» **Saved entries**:
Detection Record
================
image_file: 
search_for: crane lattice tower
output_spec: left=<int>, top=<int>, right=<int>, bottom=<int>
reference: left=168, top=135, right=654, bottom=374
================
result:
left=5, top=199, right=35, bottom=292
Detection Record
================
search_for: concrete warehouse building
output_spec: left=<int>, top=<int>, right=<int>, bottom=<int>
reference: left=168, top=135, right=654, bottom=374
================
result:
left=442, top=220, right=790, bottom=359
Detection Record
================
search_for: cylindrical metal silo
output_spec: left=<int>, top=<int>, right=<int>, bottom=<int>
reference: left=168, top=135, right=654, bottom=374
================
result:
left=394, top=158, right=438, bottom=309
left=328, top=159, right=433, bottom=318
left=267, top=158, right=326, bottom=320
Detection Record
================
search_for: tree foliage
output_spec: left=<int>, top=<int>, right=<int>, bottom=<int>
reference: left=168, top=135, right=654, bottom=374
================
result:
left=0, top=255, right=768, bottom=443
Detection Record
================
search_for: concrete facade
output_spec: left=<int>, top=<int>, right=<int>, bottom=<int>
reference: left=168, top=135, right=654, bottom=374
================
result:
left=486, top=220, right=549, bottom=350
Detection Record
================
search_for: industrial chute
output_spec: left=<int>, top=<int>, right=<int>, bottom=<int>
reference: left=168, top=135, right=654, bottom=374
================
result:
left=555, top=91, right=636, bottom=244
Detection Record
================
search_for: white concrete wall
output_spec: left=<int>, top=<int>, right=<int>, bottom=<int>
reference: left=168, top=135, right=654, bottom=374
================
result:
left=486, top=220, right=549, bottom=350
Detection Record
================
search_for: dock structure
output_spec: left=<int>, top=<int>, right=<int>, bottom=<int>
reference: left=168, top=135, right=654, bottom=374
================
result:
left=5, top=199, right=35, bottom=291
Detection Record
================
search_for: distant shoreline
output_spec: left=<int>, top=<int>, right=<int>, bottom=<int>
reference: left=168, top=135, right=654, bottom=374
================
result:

» **PROBLEM TO SOLVE**: Lay out every line of the listing above as a JSON list of strings, one string per line, leaving out blank lines.

» **RESPONSE TO THE EXERCISE**:
[
  "Detection Record",
  "================",
  "image_file: ",
  "search_for: crane lattice tower",
  "output_spec: left=<int>, top=<int>, right=<int>, bottom=<int>",
  "reference: left=168, top=135, right=654, bottom=374",
  "================",
  "result:",
  "left=5, top=199, right=35, bottom=292",
  "Detection Record",
  "================",
  "search_for: concrete warehouse building",
  "output_spec: left=<int>, top=<int>, right=<int>, bottom=<int>",
  "reference: left=168, top=135, right=654, bottom=374",
  "================",
  "result:",
  "left=442, top=220, right=790, bottom=359",
  "Detection Record",
  "================",
  "search_for: cylindrical metal silo",
  "output_spec: left=<int>, top=<int>, right=<int>, bottom=<int>",
  "reference: left=168, top=135, right=654, bottom=374",
  "================",
  "result:",
  "left=394, top=158, right=438, bottom=309",
  "left=328, top=159, right=433, bottom=318",
  "left=267, top=158, right=326, bottom=320",
  "Detection Record",
  "================",
  "search_for: tree foliage",
  "output_spec: left=<int>, top=<int>, right=<int>, bottom=<int>",
  "reference: left=168, top=135, right=654, bottom=374",
  "================",
  "result:",
  "left=0, top=255, right=768, bottom=443",
  "Detection Record",
  "================",
  "search_for: concrete facade",
  "output_spec: left=<int>, top=<int>, right=<int>, bottom=<int>",
  "reference: left=168, top=135, right=654, bottom=374",
  "================",
  "result:",
  "left=486, top=220, right=549, bottom=350",
  "Detection Record",
  "================",
  "search_for: industrial chute",
  "output_spec: left=<int>, top=<int>, right=<int>, bottom=<int>",
  "reference: left=168, top=135, right=654, bottom=374",
  "================",
  "result:",
  "left=555, top=91, right=636, bottom=244",
  "Detection Record",
  "================",
  "search_for: white concrete wall",
  "output_spec: left=<int>, top=<int>, right=<int>, bottom=<int>",
  "reference: left=168, top=135, right=654, bottom=374",
  "================",
  "result:",
  "left=486, top=220, right=549, bottom=350",
  "Detection Record",
  "================",
  "search_for: dock structure",
  "output_spec: left=<int>, top=<int>, right=<int>, bottom=<int>",
  "reference: left=168, top=135, right=654, bottom=374",
  "================",
  "result:",
  "left=5, top=199, right=35, bottom=291",
  "Detection Record",
  "================",
  "search_for: distant shoreline",
  "output_spec: left=<int>, top=<int>, right=<int>, bottom=<int>",
  "reference: left=168, top=135, right=654, bottom=374",
  "================",
  "result:"
]